• EXERCISE DIRECTIONS:
Write out all of the data exactly as it appears.
::: DATA PROVIDED :::
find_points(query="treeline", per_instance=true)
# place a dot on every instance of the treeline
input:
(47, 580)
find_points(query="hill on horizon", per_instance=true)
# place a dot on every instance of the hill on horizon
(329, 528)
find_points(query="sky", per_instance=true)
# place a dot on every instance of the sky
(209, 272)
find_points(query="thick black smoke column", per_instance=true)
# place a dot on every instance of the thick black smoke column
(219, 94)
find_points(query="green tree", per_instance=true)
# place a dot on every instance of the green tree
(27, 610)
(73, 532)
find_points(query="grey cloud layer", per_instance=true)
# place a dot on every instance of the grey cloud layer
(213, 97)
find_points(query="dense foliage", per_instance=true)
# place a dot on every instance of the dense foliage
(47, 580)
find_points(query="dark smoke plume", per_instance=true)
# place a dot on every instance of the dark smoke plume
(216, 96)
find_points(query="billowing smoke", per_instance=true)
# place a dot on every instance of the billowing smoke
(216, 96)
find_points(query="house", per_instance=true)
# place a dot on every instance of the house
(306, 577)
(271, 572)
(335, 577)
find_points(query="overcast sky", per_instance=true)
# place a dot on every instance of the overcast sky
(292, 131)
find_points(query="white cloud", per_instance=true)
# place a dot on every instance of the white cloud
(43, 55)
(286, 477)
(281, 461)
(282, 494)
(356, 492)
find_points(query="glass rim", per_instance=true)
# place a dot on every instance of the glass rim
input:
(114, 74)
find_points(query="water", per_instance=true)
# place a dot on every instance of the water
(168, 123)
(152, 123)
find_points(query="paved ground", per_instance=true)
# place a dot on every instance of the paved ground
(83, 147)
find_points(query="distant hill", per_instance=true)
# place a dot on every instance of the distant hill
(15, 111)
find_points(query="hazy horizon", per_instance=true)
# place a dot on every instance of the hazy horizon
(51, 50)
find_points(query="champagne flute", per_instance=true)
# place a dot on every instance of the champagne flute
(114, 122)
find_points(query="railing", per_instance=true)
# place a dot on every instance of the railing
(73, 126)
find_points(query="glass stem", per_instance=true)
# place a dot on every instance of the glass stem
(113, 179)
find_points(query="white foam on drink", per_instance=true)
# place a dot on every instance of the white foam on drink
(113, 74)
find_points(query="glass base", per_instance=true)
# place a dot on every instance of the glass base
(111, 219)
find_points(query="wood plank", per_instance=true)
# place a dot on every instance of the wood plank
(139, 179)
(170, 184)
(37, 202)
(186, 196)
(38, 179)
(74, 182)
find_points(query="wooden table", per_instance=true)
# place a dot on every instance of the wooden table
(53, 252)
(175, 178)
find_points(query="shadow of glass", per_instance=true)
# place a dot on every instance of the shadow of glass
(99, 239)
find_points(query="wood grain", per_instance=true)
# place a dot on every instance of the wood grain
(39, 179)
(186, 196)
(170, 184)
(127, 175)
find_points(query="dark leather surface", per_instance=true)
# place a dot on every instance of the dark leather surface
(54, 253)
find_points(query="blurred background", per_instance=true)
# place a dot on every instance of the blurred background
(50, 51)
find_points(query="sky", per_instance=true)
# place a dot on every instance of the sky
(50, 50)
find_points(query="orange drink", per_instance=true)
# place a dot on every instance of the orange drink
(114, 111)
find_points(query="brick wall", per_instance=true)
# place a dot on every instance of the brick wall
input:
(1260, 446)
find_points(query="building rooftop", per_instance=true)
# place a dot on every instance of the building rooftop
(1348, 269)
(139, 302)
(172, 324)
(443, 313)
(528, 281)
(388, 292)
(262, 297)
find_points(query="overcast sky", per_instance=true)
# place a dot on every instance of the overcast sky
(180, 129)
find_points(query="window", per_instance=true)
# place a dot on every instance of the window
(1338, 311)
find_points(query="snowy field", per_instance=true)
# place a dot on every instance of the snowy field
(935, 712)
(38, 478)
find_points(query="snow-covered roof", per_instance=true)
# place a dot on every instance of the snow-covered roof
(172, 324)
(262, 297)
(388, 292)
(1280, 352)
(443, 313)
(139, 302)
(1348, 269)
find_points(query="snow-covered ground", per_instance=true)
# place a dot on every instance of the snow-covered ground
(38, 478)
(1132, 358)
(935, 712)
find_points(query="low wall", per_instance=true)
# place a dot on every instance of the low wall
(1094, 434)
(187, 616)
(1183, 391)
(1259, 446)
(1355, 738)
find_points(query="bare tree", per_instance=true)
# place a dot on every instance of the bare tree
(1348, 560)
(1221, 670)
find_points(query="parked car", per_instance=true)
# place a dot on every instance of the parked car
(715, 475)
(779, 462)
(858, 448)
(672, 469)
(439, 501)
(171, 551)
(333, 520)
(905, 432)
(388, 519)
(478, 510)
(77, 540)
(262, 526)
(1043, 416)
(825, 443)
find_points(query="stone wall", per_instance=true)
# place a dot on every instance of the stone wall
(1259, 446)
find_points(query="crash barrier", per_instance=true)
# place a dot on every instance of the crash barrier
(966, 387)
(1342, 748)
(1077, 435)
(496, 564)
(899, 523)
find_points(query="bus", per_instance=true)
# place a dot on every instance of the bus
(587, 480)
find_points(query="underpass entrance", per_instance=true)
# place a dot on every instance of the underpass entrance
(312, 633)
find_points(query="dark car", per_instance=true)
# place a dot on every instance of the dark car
:::
• OUTPUT BELOW:
find_points(query="treeline", per_instance=true)
# place a dot on every instance of the treeline
input:
(47, 580)
find_points(query="hill on horizon", per_instance=true)
# place a dot on every instance of the hill on horizon
(329, 528)
find_points(query="sky", per_instance=true)
# place a dot on every instance of the sky
(209, 272)
find_points(query="thick black smoke column", per_instance=true)
# place a dot on every instance of the thick black smoke column
(219, 94)
find_points(query="green tree", per_instance=true)
# place a dot on every instance of the green tree
(27, 610)
(73, 532)
find_points(query="grey cloud layer", per_instance=true)
# place a dot on every instance of the grey cloud layer
(213, 97)
find_points(query="dense foliage", per_instance=true)
# place a dot on every instance of the dense foliage
(47, 580)
find_points(query="dark smoke plume", per_instance=true)
# place a dot on every instance of the dark smoke plume
(216, 96)
find_points(query="billowing smoke", per_instance=true)
# place a dot on every instance of the billowing smoke
(216, 96)
find_points(query="house", per_instance=true)
# place a dot on every instance of the house
(306, 577)
(271, 572)
(335, 577)
find_points(query="overcast sky", per_instance=true)
# place a dot on every instance of the overcast sky
(292, 131)
find_points(query="white cloud", per_instance=true)
# place a dot on every instance of the white cloud
(43, 55)
(286, 477)
(281, 461)
(282, 494)
(356, 492)
find_points(query="glass rim", per_instance=true)
# place a dot on every instance of the glass rim
input:
(114, 74)
find_points(query="water", per_instance=true)
# place a dot on every instance of the water
(168, 123)
(152, 123)
find_points(query="paved ground", per_instance=true)
# place a dot on every instance of the paved ground
(83, 147)
find_points(query="distant hill", per_instance=true)
# place a dot on every instance of the distant hill
(15, 111)
find_points(query="hazy horizon", per_instance=true)
# place a dot on every instance of the hazy horizon
(51, 50)
find_points(query="champagne flute", per_instance=true)
# place a dot on every instance of the champagne flute
(114, 122)
find_points(query="railing", per_instance=true)
# place a dot on every instance of the railing
(73, 126)
find_points(query="glass stem", per_instance=true)
# place a dot on every instance of the glass stem
(113, 179)
find_points(query="white foam on drink", per_instance=true)
# place a dot on every instance of the white foam on drink
(113, 74)
find_points(query="glass base", per_instance=true)
# place a dot on every instance of the glass base
(111, 219)
find_points(query="wood plank", per_instance=true)
# place a dot on every instance of the wood plank
(139, 179)
(170, 184)
(37, 202)
(186, 196)
(38, 179)
(74, 182)
find_points(query="wooden table", per_instance=true)
# place a dot on every instance of the wooden table
(53, 252)
(175, 178)
find_points(query="shadow of glass", per_instance=true)
# place a dot on every instance of the shadow of glass
(99, 239)
find_points(query="wood grain", per_instance=true)
# place a dot on every instance of the wood grain
(39, 179)
(186, 196)
(170, 184)
(127, 175)
find_points(query="dark leather surface", per_instance=true)
# place a dot on every instance of the dark leather surface
(54, 253)
find_points(query="blurred background", per_instance=true)
# place a dot on every instance of the blurred background
(50, 51)
find_points(query="sky", per_instance=true)
# place a dot on every instance of the sky
(50, 50)
find_points(query="orange drink", per_instance=true)
# place a dot on every instance of the orange drink
(114, 111)
find_points(query="brick wall", per_instance=true)
# place a dot on every instance of the brick wall
input:
(1260, 446)
find_points(query="building rooftop", per_instance=true)
# place a dot on every instance of the building rooftop
(1348, 269)
(139, 302)
(172, 324)
(443, 313)
(528, 281)
(388, 292)
(262, 297)
find_points(query="overcast sky", per_instance=true)
# place a dot on every instance of the overcast sky
(180, 129)
find_points(query="window", per_instance=true)
# place a dot on every instance of the window
(1338, 311)
find_points(query="snowy field", per_instance=true)
# place a dot on every instance of the snowy field
(935, 712)
(38, 478)
find_points(query="snow-covered roof", per_instance=true)
# place a dot on every instance of the snow-covered roof
(172, 324)
(262, 297)
(388, 292)
(1280, 352)
(443, 313)
(139, 302)
(1348, 269)
find_points(query="snow-covered ground", per_instance=true)
# place a dot on every instance of the snow-covered ground
(38, 478)
(1132, 358)
(935, 712)
find_points(query="low wall", per_instance=true)
# place a dot on every instance of the low wall
(1094, 434)
(187, 616)
(1183, 391)
(1259, 446)
(1355, 738)
find_points(query="bare tree", per_instance=true)
# place a dot on every instance of the bare tree
(1348, 560)
(1221, 670)
find_points(query="parked car", per_instance=true)
# place a dot on every instance of the parked car
(715, 475)
(779, 462)
(858, 448)
(672, 469)
(439, 501)
(171, 551)
(333, 520)
(905, 432)
(388, 519)
(478, 510)
(77, 540)
(262, 526)
(1043, 416)
(825, 443)
find_points(query="stone wall", per_instance=true)
# place a dot on every instance of the stone wall
(1259, 446)
find_points(query="crash barrier", per_instance=true)
# place a dot on every instance of the crash barrier
(966, 387)
(1342, 748)
(1077, 435)
(496, 564)
(899, 523)
find_points(query="bus", per_instance=true)
# place a dot on every instance of the bus
(587, 480)
find_points(query="underpass entrance", per_instance=true)
# place a dot on every instance of the underpass entrance
(312, 633)
find_points(query="dark car", per_instance=true)
# place a dot on every instance of the dark car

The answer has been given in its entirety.